Problem details> Would you give the entries again word for word, with no pictures in the copy?
---
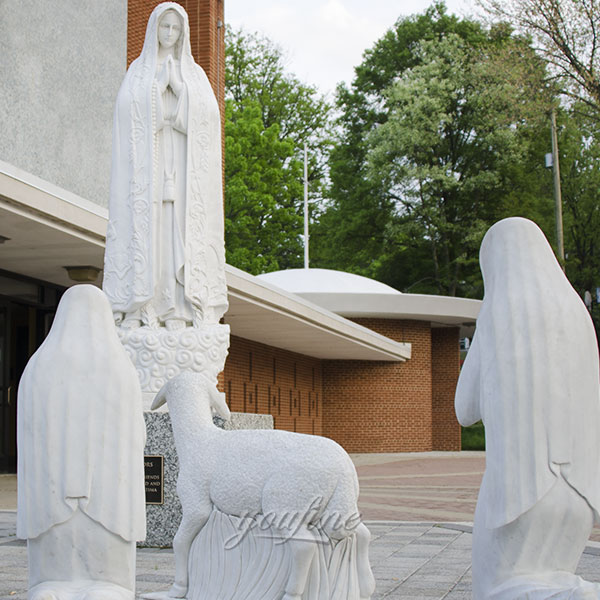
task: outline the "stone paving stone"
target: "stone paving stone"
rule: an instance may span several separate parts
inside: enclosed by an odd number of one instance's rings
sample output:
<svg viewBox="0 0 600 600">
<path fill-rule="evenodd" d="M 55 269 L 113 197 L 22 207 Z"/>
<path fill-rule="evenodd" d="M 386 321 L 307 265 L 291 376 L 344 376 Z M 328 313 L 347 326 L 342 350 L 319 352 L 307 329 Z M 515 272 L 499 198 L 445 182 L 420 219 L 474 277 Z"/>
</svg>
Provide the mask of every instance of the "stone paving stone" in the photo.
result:
<svg viewBox="0 0 600 600">
<path fill-rule="evenodd" d="M 576 573 L 584 579 L 600 581 L 600 556 L 584 552 Z"/>
<path fill-rule="evenodd" d="M 398 588 L 398 581 L 379 581 L 377 580 L 377 586 L 375 593 L 371 597 L 371 600 L 378 600 L 379 598 L 389 598 L 390 595 Z"/>
<path fill-rule="evenodd" d="M 457 591 L 452 590 L 444 600 L 473 600 L 471 596 L 471 589 L 468 591 Z"/>
<path fill-rule="evenodd" d="M 428 534 L 427 538 L 421 540 L 419 544 L 423 546 L 446 546 L 455 536 L 456 534 L 454 536 L 433 536 Z"/>
<path fill-rule="evenodd" d="M 0 598 L 27 600 L 27 547 L 0 543 Z"/>
<path fill-rule="evenodd" d="M 394 596 L 444 598 L 470 565 L 469 556 L 465 557 L 462 562 L 448 561 L 445 558 L 446 549 L 462 535 L 465 534 L 455 534 L 454 538 L 446 539 L 443 544 L 437 544 L 435 546 L 437 552 L 393 590 L 390 598 L 394 598 Z"/>
<path fill-rule="evenodd" d="M 402 589 L 398 594 L 393 593 L 384 596 L 385 600 L 432 600 L 433 598 L 442 598 L 440 591 L 429 589 Z"/>
<path fill-rule="evenodd" d="M 138 549 L 136 565 L 136 591 L 156 592 L 167 590 L 173 583 L 175 557 L 172 550 Z"/>
<path fill-rule="evenodd" d="M 443 546 L 436 544 L 435 546 L 427 546 L 425 544 L 407 544 L 400 548 L 394 555 L 405 558 L 431 558 L 435 556 Z"/>
<path fill-rule="evenodd" d="M 17 512 L 0 510 L 0 541 L 16 535 Z"/>
<path fill-rule="evenodd" d="M 0 600 L 27 598 L 27 548 L 15 539 L 14 523 L 14 513 L 0 512 Z M 470 527 L 430 522 L 367 526 L 373 533 L 370 556 L 377 581 L 372 600 L 472 600 Z M 172 550 L 138 550 L 138 594 L 168 589 L 173 573 Z M 600 556 L 584 553 L 577 573 L 600 581 Z"/>
</svg>

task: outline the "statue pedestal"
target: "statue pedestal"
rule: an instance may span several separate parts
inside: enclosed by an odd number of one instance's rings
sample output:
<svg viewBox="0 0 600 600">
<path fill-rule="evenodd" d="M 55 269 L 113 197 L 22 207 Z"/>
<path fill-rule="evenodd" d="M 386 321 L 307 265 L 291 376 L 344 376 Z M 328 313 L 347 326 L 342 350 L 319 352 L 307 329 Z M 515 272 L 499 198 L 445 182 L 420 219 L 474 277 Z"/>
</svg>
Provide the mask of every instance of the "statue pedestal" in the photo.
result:
<svg viewBox="0 0 600 600">
<path fill-rule="evenodd" d="M 118 332 L 140 378 L 144 411 L 150 410 L 160 388 L 182 371 L 203 373 L 216 381 L 225 367 L 229 325 L 204 325 L 174 331 L 164 327 L 119 327 Z"/>
<path fill-rule="evenodd" d="M 134 364 L 143 392 L 147 440 L 144 455 L 152 462 L 146 469 L 146 541 L 144 546 L 169 547 L 181 521 L 176 492 L 179 466 L 166 405 L 150 411 L 156 393 L 182 371 L 203 373 L 216 381 L 223 371 L 229 348 L 229 325 L 205 325 L 169 331 L 163 327 L 118 328 L 119 338 Z M 152 479 L 150 479 L 152 478 Z M 151 500 L 152 503 L 148 503 Z"/>
</svg>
---
Finished task>
task: outline the "stone paving stone"
target: "stone paving stone"
rule: an instance may span several separate parts
inside: enclosed by an odd number of one instance's rings
sample output:
<svg viewBox="0 0 600 600">
<path fill-rule="evenodd" d="M 55 269 L 113 197 L 22 207 Z"/>
<path fill-rule="evenodd" d="M 386 321 L 307 265 L 291 376 L 344 376 Z M 328 313 L 347 326 L 342 350 L 319 352 L 307 329 Z M 515 272 L 499 198 L 445 182 L 420 219 L 474 277 Z"/>
</svg>
Provide the mask of every instance of the "stone paving stone" in the photo.
result:
<svg viewBox="0 0 600 600">
<path fill-rule="evenodd" d="M 576 573 L 584 579 L 600 581 L 600 556 L 584 552 Z"/>
<path fill-rule="evenodd" d="M 398 588 L 398 581 L 379 581 L 377 580 L 377 586 L 375 593 L 371 597 L 371 600 L 378 600 L 379 598 L 389 598 L 390 595 Z"/>
<path fill-rule="evenodd" d="M 457 591 L 452 590 L 444 600 L 473 600 L 471 596 L 471 589 L 468 591 Z"/>
<path fill-rule="evenodd" d="M 428 534 L 427 538 L 421 540 L 419 544 L 423 546 L 446 546 L 455 536 L 456 534 L 454 536 L 433 536 Z"/>
<path fill-rule="evenodd" d="M 0 598 L 27 600 L 27 547 L 0 543 Z"/>
<path fill-rule="evenodd" d="M 394 596 L 444 598 L 470 565 L 469 556 L 465 557 L 462 562 L 448 561 L 445 558 L 446 549 L 462 535 L 465 534 L 455 534 L 454 538 L 446 539 L 443 544 L 437 544 L 435 546 L 437 552 L 393 590 L 390 598 L 394 598 Z"/>
<path fill-rule="evenodd" d="M 402 589 L 398 594 L 393 593 L 384 596 L 385 600 L 432 600 L 433 598 L 442 598 L 440 591 L 429 589 Z"/>
<path fill-rule="evenodd" d="M 138 549 L 136 565 L 136 591 L 156 592 L 167 590 L 173 583 L 175 557 L 172 550 Z"/>
<path fill-rule="evenodd" d="M 443 546 L 436 544 L 435 546 L 427 546 L 425 544 L 407 544 L 400 548 L 394 555 L 405 558 L 431 558 L 435 556 Z"/>
<path fill-rule="evenodd" d="M 17 512 L 0 510 L 0 541 L 16 535 Z"/>
<path fill-rule="evenodd" d="M 0 600 L 27 598 L 27 548 L 15 539 L 14 523 L 14 513 L 0 512 Z M 470 527 L 430 522 L 367 526 L 373 533 L 370 556 L 377 581 L 372 600 L 472 600 Z M 172 550 L 138 550 L 138 594 L 168 589 L 173 573 Z M 600 556 L 584 553 L 577 573 L 600 581 Z"/>
</svg>

task: outline the "statue pedestal"
target: "statue pedestal"
rule: an instance may span several separate parts
inside: enclosed by an odd number of one instance's rings
sample output:
<svg viewBox="0 0 600 600">
<path fill-rule="evenodd" d="M 55 269 L 113 197 L 22 207 Z"/>
<path fill-rule="evenodd" d="M 386 321 L 307 265 L 291 376 L 344 376 Z M 328 313 L 347 326 L 342 350 L 319 352 L 307 329 Z M 515 272 L 499 198 L 445 182 L 420 219 L 474 277 Z"/>
</svg>
Provide the mask of every instance of the "statue pedestal" in the photo.
result:
<svg viewBox="0 0 600 600">
<path fill-rule="evenodd" d="M 118 332 L 140 378 L 144 411 L 150 410 L 160 388 L 182 371 L 203 373 L 216 381 L 225 367 L 229 325 L 204 325 L 174 331 L 164 327 L 119 327 Z"/>
<path fill-rule="evenodd" d="M 134 364 L 143 392 L 147 440 L 144 455 L 152 462 L 146 469 L 146 541 L 144 546 L 169 547 L 181 521 L 176 492 L 179 466 L 166 405 L 150 411 L 156 393 L 182 371 L 203 373 L 216 381 L 223 371 L 229 348 L 229 325 L 205 325 L 169 331 L 163 327 L 118 328 L 119 338 Z M 152 479 L 150 479 L 152 478 Z M 151 500 L 152 503 L 148 503 Z"/>
</svg>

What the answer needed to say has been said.